→ Set exercise
Write out, word for word, the passage of the engineering course listing below, starting with "Introduces the engineering profession, professional" and going on through "2 hours per week.".

→ Page
◇ ◇ ◇

Engineering (EGR)

Introduces the engineering profession, professional concepts, ethics, and responsibility. Reviews hand calculators, number systems, and unit conversions. Introduces the personal computer, operating systems and processing; engineering problem solving; and graphic techniques. Lecture 2 hours per week.

Eligible for ENG 111. Introduces the engineering profession and its impact on society and the environment, including engineering problem solving, the engineering design process, and professional practices. Covers fundamental engineering calculations, descriptive statistics, basic spreadsheet and mathematical scripting language applications, professional ethics, teamwork, and communication Lecture 2 hours. Total 2 hour per week.

Applies engineering methods to a semester-long team design project with an emphasis on engineering software involving 2D and 3D computer aided design; data modeling and analysis; and iterative programming solutions. Covers design drawings and dimensioning; spreadsheet software usage; mathematical scripting language; and professional practices. 3 credits. Lecture 2 hours per week; lab 2 hours per week; total 4 hours per week.

Introduces problem solving and implementation of computer software solutions using a high-level programming language in a structured environment. Includes concepts and practice of algorithm design, language syntax, control structures, arrays, and introduction to object-oriented programming. Covers engineering applications, such as mathematical modeling, file input and output, and basic numerical methods. The assignments in this course require mathematical problem-solving skills, algebraic modeling, and functions, and use of variables. Lecture 4 hours per week.

Introduces computers, their architecture and software. Teaches program development using flowcharts. Solves engineering problems involving programming in languages such as FORTRAN, Pascal, or C++. Lecture 2 hours. Laboratory 2 hours. Total 4 hours per week.

Presents principles and applications of free-body diagrams of force systems in equilibrium. Analyzes frames and trusses. Presents principles and applications to problems in friction, centroids, and moments of inertia. Includes properties of materials, stress, strain, elasticity, design of connections, shear and bending in statically determinate beams, and axially loaded columns. Lecture 4 hours. Laboratory 2 hours. Total 6 hours per week.

Presents economic analysis of engineering alternatives. Studies economic and cost concepts, calculation of economic equivalence, comparison of alternatives, replacement economy, economic optimization in design and operation, depreciation, and after tax analysis. Lecture 3 hours per week.

MTH 263 and PHY 241(or old PHY 231). Introduces basic concepts of engineering mechanics, systems of forces and couples, equilibrium of particles and rigid bodies, and internal forces and analysis of structures, including SI and U.S. customary units. Includes trusses, frames, machines, beams, distributed forces, friction, and centroids. Lecture 3 hours per week.

Presents approach to kinematics and kinetics of particles (and systems of particles) in linear and curvilinear motion. Includes kinematics and kinetics of rigid bodies in plane motion. Teaches Newton's second law, work-energy, and impulse-momentum methods. Lecture 3 hours per week.

TIntroduces concepts of stress, strain, deformation, internal equilibrium, and basic properties of engineering materials. Analyzes axial loads, torsion, bending, shear and combined loading. Studies stress transformation, principal stresses, and buckling. Lecture 3 hours per week.

◇ ◇ ◇

→ Provided material
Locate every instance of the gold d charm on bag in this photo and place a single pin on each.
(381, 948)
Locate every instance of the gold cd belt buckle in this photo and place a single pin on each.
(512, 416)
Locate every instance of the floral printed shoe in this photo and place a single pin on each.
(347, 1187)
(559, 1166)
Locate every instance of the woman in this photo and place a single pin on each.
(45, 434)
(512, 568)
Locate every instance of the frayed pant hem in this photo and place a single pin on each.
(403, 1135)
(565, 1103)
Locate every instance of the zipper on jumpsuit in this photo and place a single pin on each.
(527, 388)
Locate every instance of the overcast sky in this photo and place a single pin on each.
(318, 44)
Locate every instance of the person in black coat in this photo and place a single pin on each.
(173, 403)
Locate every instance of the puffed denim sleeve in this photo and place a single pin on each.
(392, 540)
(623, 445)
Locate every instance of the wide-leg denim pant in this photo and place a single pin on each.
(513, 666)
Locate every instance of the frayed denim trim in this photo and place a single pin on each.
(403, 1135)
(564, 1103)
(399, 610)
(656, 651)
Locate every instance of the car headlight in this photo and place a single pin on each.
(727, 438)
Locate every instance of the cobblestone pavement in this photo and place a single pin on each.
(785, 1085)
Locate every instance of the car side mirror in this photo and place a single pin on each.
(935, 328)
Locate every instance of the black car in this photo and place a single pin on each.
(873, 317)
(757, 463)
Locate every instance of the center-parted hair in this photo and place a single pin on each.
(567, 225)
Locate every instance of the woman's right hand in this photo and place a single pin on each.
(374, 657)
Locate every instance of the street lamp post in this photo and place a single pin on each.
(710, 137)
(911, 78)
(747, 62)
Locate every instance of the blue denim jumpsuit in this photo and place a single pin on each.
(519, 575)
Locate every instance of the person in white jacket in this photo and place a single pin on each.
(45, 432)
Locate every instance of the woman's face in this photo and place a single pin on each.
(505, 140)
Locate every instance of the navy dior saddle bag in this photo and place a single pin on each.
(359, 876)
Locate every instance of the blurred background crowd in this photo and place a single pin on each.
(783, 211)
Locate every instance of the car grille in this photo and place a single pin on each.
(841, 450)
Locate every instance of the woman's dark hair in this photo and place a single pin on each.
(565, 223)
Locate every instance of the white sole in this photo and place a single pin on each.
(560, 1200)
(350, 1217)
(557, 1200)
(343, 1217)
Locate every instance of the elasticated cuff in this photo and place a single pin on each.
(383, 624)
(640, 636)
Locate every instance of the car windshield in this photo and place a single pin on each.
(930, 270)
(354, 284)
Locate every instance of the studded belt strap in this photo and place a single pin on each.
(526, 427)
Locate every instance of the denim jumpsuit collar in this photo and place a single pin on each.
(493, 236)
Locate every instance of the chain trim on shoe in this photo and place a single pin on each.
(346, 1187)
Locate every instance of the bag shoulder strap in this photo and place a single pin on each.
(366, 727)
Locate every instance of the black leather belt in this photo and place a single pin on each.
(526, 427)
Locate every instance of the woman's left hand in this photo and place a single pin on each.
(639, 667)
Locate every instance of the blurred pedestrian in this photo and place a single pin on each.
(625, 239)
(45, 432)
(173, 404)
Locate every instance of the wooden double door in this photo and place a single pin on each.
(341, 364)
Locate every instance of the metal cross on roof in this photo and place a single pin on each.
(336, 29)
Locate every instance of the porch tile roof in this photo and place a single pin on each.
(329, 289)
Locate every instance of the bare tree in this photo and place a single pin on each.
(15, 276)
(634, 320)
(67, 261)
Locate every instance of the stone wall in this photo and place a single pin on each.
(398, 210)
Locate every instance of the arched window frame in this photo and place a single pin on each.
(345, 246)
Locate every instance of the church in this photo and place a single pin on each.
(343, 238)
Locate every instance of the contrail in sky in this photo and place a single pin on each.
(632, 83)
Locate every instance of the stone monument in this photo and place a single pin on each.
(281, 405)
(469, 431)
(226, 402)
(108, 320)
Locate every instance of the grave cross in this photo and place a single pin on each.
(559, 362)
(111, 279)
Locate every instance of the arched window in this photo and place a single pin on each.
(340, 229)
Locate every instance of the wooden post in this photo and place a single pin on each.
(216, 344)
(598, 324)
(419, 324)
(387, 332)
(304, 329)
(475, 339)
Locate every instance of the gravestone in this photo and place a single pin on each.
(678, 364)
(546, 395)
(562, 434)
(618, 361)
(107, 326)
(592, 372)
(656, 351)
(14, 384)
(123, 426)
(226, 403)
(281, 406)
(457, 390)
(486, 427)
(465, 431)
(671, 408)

◇ ◇ ◇

→ Result below
Introduces the engineering profession, professional concepts, ethics, and responsibility. Reviews hand calculators, number systems, and unit conversions. Introduces the personal computer, operating systems and processing; engineering problem solving; and graphic techniques. Lecture 2 hours per week.